(Stored dataset items)

——

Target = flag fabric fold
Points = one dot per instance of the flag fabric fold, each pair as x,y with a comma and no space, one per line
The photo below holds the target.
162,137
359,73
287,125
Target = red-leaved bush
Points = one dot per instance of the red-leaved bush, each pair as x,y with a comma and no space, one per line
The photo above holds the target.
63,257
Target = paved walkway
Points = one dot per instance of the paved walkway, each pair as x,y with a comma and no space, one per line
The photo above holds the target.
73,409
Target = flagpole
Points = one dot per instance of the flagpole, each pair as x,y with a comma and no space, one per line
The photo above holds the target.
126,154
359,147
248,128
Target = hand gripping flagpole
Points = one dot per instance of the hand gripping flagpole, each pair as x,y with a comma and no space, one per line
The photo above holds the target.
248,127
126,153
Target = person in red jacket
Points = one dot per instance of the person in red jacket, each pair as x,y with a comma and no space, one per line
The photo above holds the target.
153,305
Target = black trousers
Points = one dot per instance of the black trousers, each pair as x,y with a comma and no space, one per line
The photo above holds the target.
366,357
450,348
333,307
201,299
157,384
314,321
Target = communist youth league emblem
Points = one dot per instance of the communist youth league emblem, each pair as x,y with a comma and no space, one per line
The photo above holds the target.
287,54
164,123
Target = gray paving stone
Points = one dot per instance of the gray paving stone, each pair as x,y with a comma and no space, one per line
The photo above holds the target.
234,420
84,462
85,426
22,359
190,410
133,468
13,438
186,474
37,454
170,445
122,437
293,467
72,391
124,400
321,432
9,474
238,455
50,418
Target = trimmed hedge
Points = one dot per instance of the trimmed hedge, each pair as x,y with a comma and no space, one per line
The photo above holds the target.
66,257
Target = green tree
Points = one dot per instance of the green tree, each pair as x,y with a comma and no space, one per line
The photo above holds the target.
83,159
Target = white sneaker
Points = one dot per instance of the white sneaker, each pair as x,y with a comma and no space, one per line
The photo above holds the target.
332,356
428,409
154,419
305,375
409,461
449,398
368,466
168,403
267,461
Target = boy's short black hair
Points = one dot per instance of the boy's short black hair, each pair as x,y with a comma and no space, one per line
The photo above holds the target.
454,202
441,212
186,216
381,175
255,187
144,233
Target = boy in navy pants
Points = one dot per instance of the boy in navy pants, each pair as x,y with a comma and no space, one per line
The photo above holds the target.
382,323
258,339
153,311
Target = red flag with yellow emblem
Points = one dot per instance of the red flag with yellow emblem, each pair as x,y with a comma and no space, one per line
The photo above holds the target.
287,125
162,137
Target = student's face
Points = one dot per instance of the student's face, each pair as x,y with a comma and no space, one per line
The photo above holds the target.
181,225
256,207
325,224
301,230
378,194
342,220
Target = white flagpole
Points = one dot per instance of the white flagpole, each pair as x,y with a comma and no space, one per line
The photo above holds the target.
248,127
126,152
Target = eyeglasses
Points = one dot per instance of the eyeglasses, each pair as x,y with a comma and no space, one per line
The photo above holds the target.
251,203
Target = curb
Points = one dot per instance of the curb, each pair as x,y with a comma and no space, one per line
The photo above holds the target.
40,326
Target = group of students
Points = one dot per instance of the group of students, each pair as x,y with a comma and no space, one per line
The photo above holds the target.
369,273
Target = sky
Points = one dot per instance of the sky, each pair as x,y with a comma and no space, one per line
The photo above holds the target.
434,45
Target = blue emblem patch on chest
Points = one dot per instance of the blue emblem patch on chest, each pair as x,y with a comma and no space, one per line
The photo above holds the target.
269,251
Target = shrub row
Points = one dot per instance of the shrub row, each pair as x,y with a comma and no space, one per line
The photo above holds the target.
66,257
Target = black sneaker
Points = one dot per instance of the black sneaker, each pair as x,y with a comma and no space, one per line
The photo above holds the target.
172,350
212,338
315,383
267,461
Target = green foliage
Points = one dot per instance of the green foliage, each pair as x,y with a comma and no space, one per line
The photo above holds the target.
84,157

——

In the data above, find the line that contains "Points = one dot per instance of the green tree, each" and the line that contains "Target = white flagpole". Repeat exactly those lines and every line between them, and only those.

Answer for this exercise ::
Points = one dot per instance of the green tree, each pair as x,y with a comma and no space, one per line
The photo above holds the target.
83,159
Target = white sneaker
Points = one dot per instance of the white sneaker, each pair as x,y with a comma and no space, one per line
The photo above holds the target.
332,356
428,409
154,419
305,375
409,461
449,398
368,466
168,403
267,461
Target = boy's short black hair
Points = one dot per instance of the boy's short black hair, each pair as x,y with a comma and no space, one per line
The photo above holds the target.
454,202
441,212
186,216
381,175
255,187
144,233
Target = boy in navy pants
Points = one dot per instance of the boy in navy pants, each pair as x,y with a comma and no space, one per line
The photo above holds the target.
382,323
258,339
153,311
Target = red flag with yellow emblem
Points = one dot per instance of the red flag with yellow emblem, each pair as x,y with a comma and no space, one per line
The photo above holds the target.
287,125
162,137
Target = student's face
Points = one dot per instance of the student's face, each pair as x,y with a comma and no space, one per line
The photo above holds the target.
181,225
256,207
325,224
301,230
378,194
342,220
Target = white flagpole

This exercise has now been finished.